[Source data]
• • • •

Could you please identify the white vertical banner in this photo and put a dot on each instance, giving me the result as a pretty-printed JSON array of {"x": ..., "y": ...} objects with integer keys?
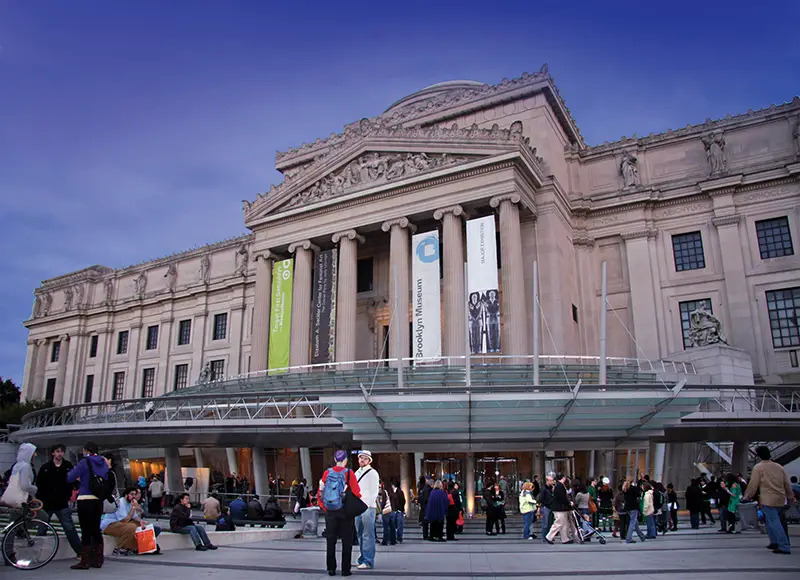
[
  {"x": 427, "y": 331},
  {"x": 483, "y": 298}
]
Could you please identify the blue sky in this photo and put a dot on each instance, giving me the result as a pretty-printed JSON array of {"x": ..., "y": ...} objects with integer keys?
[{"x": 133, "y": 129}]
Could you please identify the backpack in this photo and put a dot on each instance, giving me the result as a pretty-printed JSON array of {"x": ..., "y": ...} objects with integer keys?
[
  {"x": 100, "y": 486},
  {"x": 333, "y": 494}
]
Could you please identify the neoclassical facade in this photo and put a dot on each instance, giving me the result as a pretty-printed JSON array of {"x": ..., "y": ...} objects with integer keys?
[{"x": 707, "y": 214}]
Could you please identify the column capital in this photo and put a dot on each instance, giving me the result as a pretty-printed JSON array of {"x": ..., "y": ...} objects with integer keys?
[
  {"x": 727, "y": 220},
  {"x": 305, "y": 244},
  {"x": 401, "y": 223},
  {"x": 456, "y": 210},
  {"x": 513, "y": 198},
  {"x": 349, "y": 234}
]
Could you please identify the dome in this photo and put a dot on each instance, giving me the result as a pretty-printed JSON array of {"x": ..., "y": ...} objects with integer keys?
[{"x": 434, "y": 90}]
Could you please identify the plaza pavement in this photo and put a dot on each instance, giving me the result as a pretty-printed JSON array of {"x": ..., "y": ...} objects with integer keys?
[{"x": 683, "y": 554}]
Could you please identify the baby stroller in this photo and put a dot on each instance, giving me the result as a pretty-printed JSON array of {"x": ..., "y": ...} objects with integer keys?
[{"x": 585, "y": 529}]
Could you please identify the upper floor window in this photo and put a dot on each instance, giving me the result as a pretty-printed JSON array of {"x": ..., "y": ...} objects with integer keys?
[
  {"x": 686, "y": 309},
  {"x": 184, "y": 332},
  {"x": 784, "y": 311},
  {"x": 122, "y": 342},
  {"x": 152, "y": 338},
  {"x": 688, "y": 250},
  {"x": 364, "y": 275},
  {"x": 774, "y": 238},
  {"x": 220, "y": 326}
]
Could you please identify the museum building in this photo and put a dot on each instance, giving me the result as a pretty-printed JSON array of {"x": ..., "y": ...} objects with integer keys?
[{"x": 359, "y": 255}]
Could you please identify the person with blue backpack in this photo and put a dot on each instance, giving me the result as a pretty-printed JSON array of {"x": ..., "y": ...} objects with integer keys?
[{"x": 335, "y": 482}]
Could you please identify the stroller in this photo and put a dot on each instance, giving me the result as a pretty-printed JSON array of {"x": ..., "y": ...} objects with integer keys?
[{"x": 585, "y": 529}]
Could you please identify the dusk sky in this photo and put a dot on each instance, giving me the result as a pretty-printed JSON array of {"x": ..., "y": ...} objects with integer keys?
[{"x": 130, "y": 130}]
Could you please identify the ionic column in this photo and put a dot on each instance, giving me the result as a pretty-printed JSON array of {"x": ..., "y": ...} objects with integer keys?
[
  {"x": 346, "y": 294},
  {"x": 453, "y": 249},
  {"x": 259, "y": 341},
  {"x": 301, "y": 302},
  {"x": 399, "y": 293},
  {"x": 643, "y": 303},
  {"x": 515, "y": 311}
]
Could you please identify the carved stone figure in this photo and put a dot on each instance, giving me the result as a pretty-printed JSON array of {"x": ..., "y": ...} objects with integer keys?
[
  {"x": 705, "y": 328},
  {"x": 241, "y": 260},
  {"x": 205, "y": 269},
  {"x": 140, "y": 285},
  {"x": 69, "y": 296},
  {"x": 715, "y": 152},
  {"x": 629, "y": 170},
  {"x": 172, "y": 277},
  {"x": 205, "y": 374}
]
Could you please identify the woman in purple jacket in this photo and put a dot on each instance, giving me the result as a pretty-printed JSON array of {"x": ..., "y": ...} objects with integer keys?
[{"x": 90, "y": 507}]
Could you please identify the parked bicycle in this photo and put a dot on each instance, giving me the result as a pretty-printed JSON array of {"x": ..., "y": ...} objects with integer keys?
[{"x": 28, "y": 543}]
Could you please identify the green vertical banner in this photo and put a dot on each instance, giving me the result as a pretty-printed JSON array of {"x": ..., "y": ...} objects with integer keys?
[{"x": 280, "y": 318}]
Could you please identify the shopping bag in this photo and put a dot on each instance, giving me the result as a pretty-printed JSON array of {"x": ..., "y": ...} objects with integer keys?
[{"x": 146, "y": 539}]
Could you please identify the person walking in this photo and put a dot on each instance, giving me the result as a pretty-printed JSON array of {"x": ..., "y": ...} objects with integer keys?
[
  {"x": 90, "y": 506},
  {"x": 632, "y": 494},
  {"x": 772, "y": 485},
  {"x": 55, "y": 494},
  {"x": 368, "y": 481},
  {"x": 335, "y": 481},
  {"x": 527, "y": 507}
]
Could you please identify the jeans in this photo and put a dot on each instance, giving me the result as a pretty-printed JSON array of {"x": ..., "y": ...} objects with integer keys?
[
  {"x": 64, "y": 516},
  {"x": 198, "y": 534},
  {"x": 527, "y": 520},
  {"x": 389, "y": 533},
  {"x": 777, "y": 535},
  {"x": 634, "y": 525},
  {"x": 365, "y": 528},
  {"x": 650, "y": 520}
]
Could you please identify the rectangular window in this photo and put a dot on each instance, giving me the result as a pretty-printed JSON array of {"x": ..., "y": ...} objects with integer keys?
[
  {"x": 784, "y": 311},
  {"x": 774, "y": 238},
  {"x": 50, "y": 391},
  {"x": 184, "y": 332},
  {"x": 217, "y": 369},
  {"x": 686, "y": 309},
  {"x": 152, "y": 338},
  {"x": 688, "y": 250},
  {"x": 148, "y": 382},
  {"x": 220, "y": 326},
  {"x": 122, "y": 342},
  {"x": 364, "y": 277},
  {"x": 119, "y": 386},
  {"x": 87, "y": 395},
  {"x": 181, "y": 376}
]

• • • •

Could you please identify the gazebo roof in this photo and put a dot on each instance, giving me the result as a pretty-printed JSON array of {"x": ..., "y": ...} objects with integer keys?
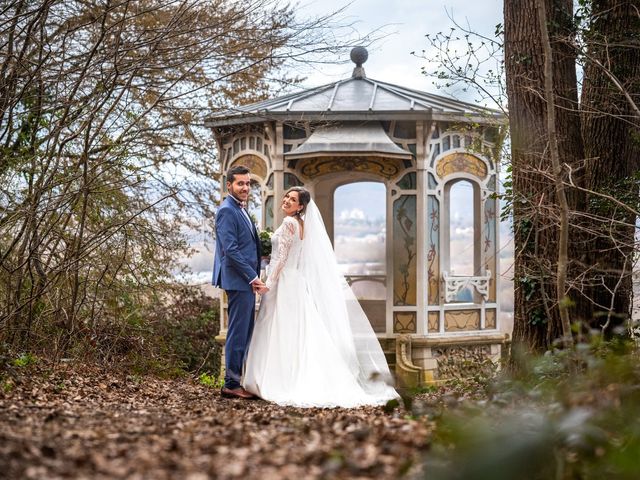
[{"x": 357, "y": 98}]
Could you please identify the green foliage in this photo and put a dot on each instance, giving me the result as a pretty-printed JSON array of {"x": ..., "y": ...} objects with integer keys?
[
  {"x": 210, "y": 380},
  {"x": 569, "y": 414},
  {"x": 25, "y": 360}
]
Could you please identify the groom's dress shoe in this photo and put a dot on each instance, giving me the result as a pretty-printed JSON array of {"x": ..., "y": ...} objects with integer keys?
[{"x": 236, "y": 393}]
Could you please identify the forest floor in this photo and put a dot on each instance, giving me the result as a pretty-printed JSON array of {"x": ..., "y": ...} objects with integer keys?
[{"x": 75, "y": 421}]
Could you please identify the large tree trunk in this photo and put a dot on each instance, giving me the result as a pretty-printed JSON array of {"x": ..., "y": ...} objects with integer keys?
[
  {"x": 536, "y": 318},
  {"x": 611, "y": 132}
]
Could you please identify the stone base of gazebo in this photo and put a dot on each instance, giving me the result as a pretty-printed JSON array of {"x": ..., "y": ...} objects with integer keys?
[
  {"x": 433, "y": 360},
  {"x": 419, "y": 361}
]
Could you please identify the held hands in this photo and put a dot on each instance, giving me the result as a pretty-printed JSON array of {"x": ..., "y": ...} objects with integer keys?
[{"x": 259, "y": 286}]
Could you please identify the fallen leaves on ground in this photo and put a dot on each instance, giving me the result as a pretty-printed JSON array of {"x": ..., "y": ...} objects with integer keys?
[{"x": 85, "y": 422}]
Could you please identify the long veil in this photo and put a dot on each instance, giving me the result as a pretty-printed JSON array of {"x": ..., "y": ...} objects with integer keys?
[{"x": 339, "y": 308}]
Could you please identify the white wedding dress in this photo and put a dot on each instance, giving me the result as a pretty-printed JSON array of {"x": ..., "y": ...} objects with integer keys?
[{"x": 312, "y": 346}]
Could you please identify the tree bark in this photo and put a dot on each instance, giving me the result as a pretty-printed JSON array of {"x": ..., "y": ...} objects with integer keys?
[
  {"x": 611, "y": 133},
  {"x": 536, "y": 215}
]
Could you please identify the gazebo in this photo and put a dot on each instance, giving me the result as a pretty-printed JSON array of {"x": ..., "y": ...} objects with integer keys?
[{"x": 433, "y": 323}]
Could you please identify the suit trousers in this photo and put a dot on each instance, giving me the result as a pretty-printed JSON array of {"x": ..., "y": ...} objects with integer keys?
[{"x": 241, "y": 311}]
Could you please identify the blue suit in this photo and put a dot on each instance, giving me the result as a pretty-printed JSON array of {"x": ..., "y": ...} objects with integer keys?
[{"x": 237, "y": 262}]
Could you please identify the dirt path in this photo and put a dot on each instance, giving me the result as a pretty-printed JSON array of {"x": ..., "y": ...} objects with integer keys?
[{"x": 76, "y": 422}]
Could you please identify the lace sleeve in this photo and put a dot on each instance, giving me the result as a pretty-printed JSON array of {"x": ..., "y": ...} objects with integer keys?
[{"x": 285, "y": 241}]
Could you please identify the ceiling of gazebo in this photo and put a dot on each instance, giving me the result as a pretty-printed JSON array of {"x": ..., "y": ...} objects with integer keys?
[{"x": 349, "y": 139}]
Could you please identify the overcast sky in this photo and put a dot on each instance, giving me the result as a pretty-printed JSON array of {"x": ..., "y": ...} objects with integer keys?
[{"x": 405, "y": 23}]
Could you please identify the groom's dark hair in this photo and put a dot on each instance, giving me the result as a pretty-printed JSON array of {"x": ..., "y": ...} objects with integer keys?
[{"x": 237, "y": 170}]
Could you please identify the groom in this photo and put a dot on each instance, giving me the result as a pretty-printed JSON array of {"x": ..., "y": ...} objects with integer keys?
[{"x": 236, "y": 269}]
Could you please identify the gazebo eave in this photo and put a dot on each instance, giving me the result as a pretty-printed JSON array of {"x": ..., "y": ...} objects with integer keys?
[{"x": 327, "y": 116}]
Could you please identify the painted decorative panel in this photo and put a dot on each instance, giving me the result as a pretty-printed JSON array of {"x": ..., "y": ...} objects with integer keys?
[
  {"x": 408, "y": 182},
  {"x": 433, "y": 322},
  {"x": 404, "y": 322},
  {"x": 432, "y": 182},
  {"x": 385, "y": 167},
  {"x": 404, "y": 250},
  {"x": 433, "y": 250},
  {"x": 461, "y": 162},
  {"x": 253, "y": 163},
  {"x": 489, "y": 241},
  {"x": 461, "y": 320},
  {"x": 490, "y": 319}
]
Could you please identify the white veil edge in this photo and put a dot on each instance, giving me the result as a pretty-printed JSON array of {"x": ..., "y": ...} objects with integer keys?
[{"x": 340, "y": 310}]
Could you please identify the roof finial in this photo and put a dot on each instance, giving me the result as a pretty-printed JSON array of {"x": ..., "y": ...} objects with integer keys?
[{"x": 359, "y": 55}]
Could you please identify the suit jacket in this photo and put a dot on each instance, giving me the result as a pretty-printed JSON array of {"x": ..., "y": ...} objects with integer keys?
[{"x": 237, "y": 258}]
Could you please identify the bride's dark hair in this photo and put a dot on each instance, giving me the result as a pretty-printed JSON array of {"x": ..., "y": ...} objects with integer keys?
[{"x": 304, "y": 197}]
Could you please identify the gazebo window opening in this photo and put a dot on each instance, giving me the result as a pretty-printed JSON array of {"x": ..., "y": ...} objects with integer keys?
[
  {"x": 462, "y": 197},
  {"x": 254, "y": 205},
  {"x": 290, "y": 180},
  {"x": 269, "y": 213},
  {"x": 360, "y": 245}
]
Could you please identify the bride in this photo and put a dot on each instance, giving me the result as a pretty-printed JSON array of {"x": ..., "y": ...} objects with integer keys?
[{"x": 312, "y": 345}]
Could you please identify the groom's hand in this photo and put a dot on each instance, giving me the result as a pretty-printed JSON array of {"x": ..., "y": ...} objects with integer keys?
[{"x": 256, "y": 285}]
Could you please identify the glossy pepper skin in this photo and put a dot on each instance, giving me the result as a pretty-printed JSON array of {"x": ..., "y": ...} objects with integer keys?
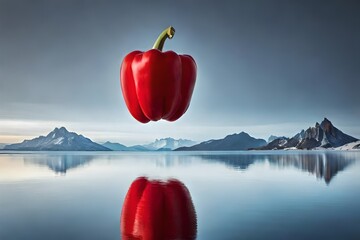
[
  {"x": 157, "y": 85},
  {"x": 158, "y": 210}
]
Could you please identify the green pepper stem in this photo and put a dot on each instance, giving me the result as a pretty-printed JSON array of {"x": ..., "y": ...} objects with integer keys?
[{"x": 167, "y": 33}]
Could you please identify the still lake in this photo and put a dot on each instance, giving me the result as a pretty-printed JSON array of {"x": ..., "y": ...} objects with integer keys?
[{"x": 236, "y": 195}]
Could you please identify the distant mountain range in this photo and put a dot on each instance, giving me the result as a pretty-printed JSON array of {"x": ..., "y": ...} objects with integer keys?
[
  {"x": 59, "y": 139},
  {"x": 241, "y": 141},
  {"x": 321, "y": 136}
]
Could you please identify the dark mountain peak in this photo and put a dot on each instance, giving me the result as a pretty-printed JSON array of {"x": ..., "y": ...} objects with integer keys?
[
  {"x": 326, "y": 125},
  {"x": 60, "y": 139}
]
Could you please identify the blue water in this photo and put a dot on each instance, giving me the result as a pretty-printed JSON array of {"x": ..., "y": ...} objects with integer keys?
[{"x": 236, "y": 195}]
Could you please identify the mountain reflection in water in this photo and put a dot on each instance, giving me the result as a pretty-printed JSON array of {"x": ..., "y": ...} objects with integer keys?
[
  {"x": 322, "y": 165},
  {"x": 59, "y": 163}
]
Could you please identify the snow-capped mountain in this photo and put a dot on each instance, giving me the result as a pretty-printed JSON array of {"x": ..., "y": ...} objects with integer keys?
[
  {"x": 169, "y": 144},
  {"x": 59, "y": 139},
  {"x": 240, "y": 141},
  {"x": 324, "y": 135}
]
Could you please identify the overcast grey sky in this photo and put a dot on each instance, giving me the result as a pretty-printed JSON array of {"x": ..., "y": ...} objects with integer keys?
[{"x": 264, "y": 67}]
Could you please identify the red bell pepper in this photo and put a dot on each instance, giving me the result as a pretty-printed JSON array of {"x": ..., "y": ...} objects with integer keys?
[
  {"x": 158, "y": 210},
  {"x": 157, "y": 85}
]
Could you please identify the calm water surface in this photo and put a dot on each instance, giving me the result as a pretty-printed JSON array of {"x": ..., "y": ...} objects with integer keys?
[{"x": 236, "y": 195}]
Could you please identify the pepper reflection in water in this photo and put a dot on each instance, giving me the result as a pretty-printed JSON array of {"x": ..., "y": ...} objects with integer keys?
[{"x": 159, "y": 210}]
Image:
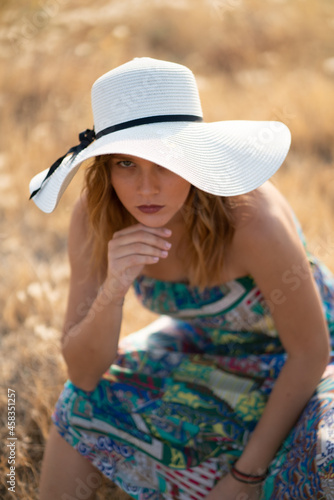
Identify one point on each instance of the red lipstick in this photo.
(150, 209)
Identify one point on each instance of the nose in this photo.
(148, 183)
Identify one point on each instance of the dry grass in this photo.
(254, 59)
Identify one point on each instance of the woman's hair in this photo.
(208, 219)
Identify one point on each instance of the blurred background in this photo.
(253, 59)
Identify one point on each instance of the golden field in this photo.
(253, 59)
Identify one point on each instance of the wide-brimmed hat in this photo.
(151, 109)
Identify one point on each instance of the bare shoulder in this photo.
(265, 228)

• • • •

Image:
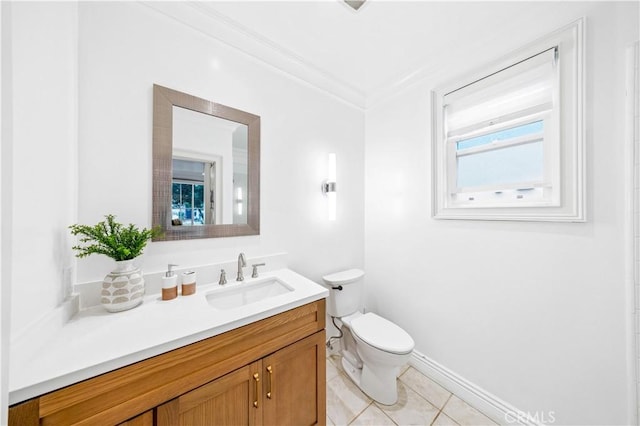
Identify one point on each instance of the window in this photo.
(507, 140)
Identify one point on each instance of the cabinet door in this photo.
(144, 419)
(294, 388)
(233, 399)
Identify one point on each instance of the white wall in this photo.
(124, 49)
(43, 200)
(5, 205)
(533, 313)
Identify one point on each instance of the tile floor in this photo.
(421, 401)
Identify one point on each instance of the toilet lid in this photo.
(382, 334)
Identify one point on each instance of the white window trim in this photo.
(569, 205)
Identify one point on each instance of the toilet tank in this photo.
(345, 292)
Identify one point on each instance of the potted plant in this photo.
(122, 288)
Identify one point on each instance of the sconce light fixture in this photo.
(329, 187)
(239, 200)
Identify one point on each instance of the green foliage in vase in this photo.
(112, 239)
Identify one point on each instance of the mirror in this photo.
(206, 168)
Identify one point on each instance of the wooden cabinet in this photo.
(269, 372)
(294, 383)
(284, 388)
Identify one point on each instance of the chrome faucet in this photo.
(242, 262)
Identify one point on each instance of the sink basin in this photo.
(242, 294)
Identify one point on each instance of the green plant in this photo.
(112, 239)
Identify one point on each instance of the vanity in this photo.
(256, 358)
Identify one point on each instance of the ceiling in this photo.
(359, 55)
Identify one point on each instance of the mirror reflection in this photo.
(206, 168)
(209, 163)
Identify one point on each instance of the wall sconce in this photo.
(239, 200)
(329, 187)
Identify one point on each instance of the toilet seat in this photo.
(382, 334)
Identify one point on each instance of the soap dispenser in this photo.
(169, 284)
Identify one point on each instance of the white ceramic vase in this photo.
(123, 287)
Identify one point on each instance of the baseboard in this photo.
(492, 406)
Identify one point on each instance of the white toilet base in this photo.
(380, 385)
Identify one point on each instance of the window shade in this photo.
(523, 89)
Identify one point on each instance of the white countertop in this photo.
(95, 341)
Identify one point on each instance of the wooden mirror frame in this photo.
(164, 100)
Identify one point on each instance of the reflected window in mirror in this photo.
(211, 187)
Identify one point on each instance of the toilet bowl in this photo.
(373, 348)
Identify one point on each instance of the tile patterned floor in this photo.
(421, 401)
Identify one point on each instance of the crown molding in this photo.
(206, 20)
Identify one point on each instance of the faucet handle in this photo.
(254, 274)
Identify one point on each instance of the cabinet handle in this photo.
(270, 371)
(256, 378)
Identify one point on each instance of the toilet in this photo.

• • • •

Problem details
Could you restate, word for word, the lines above from the one with "Identify one point on each instance of the window shade" to the one with "Identify one point on each instance of the toilet in", both included?

Answer box
Identify one point on each instance of the window shade in this photo.
(523, 89)
Identify one point on each instance of the white countertop in this photo.
(95, 341)
Identify one point on each instance of the wooden mirror frame in this photo.
(164, 100)
Identify one point on each instance of the reflected window in mirror in this photo.
(211, 187)
Identify one point on each instance of the toilet bowl in this photo.
(373, 348)
Identify one point on each instance of the tile patterned floor in this photo.
(421, 401)
Identify one point on each instance of the crown molding in this photo.
(206, 20)
Identify one point on each instance of the faucet handle in this photo.
(254, 274)
Identify one point on each instance of the cabinet handle in this photo.
(270, 371)
(256, 378)
Identify one point on each instance of the toilet in this photo.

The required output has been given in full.